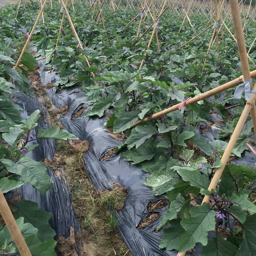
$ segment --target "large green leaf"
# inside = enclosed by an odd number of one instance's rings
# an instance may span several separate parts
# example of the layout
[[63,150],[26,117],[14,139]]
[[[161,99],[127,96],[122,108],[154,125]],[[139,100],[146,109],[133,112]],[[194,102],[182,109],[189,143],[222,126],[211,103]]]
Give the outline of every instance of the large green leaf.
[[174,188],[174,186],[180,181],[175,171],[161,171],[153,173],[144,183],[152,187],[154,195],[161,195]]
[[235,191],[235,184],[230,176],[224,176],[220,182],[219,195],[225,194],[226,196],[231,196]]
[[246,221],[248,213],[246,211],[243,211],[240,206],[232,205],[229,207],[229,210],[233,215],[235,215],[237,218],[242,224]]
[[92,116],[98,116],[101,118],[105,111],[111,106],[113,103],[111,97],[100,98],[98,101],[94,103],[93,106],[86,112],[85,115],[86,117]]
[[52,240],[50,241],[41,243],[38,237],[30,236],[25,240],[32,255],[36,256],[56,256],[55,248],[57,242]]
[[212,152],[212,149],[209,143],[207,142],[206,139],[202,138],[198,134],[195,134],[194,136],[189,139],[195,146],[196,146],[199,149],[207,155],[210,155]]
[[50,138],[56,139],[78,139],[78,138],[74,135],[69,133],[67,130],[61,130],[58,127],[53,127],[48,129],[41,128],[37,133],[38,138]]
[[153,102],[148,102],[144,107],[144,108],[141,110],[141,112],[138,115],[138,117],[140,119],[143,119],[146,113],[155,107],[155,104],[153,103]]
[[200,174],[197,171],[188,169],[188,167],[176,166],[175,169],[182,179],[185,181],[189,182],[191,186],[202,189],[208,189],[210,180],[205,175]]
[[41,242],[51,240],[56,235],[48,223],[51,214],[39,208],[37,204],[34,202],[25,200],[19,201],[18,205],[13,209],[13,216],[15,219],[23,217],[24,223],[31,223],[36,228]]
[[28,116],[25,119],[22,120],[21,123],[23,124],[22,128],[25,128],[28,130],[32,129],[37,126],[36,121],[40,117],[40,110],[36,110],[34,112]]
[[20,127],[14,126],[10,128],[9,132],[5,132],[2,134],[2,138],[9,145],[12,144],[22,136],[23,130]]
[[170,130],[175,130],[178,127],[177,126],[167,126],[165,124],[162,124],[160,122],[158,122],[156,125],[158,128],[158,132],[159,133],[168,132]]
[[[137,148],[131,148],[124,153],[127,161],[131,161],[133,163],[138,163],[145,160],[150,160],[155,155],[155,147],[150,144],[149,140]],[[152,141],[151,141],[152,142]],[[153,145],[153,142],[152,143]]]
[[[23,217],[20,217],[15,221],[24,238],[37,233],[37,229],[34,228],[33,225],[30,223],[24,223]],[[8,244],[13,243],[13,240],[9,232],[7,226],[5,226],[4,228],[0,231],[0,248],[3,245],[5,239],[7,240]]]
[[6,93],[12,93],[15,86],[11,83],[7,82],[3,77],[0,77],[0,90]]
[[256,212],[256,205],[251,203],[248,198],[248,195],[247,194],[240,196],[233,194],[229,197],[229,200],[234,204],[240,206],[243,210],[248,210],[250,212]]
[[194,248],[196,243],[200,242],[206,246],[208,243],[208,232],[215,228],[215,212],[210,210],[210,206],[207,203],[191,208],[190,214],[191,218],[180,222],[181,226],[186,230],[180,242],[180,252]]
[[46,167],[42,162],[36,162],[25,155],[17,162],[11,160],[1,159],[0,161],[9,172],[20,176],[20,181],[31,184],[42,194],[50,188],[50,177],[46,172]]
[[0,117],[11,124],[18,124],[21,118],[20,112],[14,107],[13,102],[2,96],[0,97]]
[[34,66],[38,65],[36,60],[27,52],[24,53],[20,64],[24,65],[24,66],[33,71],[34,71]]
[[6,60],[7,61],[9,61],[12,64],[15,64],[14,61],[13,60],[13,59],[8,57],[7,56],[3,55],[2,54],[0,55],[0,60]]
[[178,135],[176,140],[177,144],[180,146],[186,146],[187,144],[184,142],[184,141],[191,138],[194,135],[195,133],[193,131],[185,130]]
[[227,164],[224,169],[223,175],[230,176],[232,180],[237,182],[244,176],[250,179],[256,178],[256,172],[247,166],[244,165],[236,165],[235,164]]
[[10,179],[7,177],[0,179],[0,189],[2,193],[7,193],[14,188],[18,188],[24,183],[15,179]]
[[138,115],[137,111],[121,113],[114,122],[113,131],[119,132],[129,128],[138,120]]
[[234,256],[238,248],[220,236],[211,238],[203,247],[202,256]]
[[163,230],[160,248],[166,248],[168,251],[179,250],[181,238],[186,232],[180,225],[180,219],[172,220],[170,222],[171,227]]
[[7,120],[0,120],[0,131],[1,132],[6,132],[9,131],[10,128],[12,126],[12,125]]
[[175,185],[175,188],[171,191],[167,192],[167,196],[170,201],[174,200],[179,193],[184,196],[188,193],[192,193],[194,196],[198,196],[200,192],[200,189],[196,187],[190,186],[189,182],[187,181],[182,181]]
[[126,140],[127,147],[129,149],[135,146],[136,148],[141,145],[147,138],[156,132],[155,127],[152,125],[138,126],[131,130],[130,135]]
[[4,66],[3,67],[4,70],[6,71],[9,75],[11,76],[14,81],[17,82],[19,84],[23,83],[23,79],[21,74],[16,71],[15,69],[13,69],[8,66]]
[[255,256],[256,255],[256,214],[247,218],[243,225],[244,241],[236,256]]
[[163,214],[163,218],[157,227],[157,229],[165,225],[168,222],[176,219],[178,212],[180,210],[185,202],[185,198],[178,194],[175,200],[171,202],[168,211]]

WHAT THE EXERCISE ASKS - Return all of the data exactly as written, and drop the pictures.

EXERCISE OUTPUT -
$ segment --target "large green leaf"
# inside = enclosed by an odd number of one instance's rings
# an instance may span several separate parts
# example of the layout
[[63,150],[26,117],[14,139]]
[[[161,99],[127,96],[122,108],[154,125]],[[139,100],[146,109],[133,112]],[[194,102],[182,109],[189,143],[222,126],[211,103]]]
Give the outline of every instance of the large green leaf.
[[174,188],[174,186],[180,181],[175,171],[161,171],[153,173],[144,183],[152,187],[154,195],[161,195]]
[[235,191],[235,184],[230,176],[224,176],[220,182],[219,195],[225,194],[226,196],[231,196]]
[[246,221],[248,213],[246,211],[243,211],[240,206],[232,205],[229,207],[229,210],[233,215],[235,215],[237,218],[242,224]]
[[92,116],[98,116],[101,118],[105,111],[111,106],[113,103],[111,97],[100,98],[98,101],[94,103],[93,106],[86,112],[85,115],[86,117]]
[[52,240],[50,241],[41,243],[38,237],[30,236],[25,240],[32,255],[36,256],[56,256],[55,248],[57,242]]
[[212,152],[212,149],[209,143],[207,142],[206,139],[202,138],[198,134],[195,134],[194,136],[189,139],[195,146],[196,146],[199,149],[207,155],[210,155]]
[[50,138],[56,139],[78,139],[78,138],[74,135],[69,133],[67,130],[61,130],[58,127],[53,127],[48,129],[41,128],[37,133],[38,138]]
[[153,102],[148,102],[144,107],[144,108],[141,110],[141,112],[138,115],[138,117],[140,119],[143,119],[146,113],[155,107],[155,104],[153,103]]
[[200,174],[197,171],[188,169],[188,167],[176,166],[175,169],[182,179],[185,181],[189,182],[191,186],[202,189],[208,189],[210,180],[205,175]]
[[41,242],[51,240],[56,235],[48,223],[51,214],[39,208],[37,204],[34,202],[25,200],[19,201],[18,205],[13,209],[13,216],[15,219],[23,217],[24,223],[31,223],[36,228]]
[[28,116],[25,119],[22,120],[21,123],[23,124],[22,128],[25,128],[28,130],[32,129],[37,126],[36,121],[40,117],[40,110],[36,110],[34,112]]
[[20,127],[14,126],[10,128],[9,132],[5,132],[2,134],[2,138],[9,145],[12,144],[22,136],[23,130]]
[[170,130],[175,130],[178,127],[177,126],[167,126],[165,124],[162,124],[160,122],[158,122],[156,125],[158,128],[158,132],[159,133],[168,132]]
[[[137,148],[131,148],[124,153],[127,161],[131,161],[133,163],[138,163],[145,160],[150,160],[155,155],[155,147],[150,144],[149,140]],[[152,141],[151,141],[152,142]],[[153,145],[153,142],[152,143]]]
[[[23,217],[20,217],[15,221],[24,238],[37,233],[37,229],[34,228],[33,225],[30,223],[24,223]],[[8,244],[13,243],[13,240],[9,232],[7,226],[5,226],[4,228],[0,231],[0,248],[3,245],[5,239],[7,240]]]
[[6,93],[12,93],[15,86],[11,83],[7,82],[3,77],[0,77],[0,90]]
[[256,212],[256,205],[251,203],[248,198],[248,195],[247,194],[240,196],[233,194],[229,197],[229,200],[234,204],[240,206],[243,210],[248,210],[250,212]]
[[194,248],[196,243],[200,242],[206,246],[208,243],[208,232],[215,228],[215,212],[210,210],[210,206],[207,203],[191,208],[190,214],[191,218],[180,222],[181,226],[186,230],[180,242],[180,252]]
[[46,167],[42,162],[36,162],[25,155],[17,162],[11,160],[1,159],[0,161],[9,172],[20,176],[20,181],[31,184],[42,194],[50,188],[50,177],[46,172]]
[[0,117],[11,124],[18,124],[21,118],[20,112],[14,107],[13,102],[2,96],[0,97]]
[[34,66],[38,65],[36,60],[27,52],[24,53],[20,64],[24,65],[24,66],[33,71],[34,71]]
[[6,60],[7,61],[9,61],[12,64],[15,64],[14,61],[13,60],[13,59],[8,57],[7,56],[3,55],[2,54],[0,55],[0,60]]
[[178,135],[176,140],[177,144],[180,146],[186,146],[187,144],[184,142],[184,141],[191,138],[194,135],[195,133],[193,131],[185,130]]
[[227,164],[224,169],[223,175],[230,176],[232,180],[237,182],[244,176],[250,179],[256,178],[256,172],[247,166],[244,165],[236,165],[235,164]]
[[10,179],[7,177],[0,179],[0,189],[2,193],[7,193],[14,188],[18,188],[24,183],[15,179]]
[[138,115],[137,111],[121,113],[114,122],[113,131],[119,132],[129,128],[138,120]]
[[234,256],[238,248],[220,236],[211,238],[203,247],[202,256]]
[[163,230],[160,248],[166,248],[168,251],[179,250],[181,238],[186,232],[180,225],[180,219],[172,220],[170,222],[171,227]]
[[7,120],[0,120],[0,131],[1,132],[6,132],[9,131],[10,128],[12,126],[12,125]]
[[175,185],[175,188],[171,191],[167,192],[167,196],[170,201],[174,200],[179,193],[184,196],[188,193],[192,193],[194,196],[198,196],[200,192],[200,189],[196,187],[190,186],[189,182],[187,181],[182,181]]
[[126,140],[127,147],[129,149],[135,146],[136,148],[141,145],[147,138],[156,132],[155,127],[152,125],[138,126],[131,130],[130,135]]
[[4,66],[3,67],[4,70],[6,71],[9,75],[11,76],[14,81],[17,82],[19,84],[23,83],[23,79],[21,74],[16,71],[15,69],[13,69],[8,66]]
[[255,256],[256,255],[256,214],[247,218],[243,225],[244,241],[236,256]]
[[163,214],[163,218],[157,227],[157,229],[165,225],[168,222],[176,219],[178,212],[180,210],[185,202],[185,198],[178,194],[175,200],[171,202],[168,211]]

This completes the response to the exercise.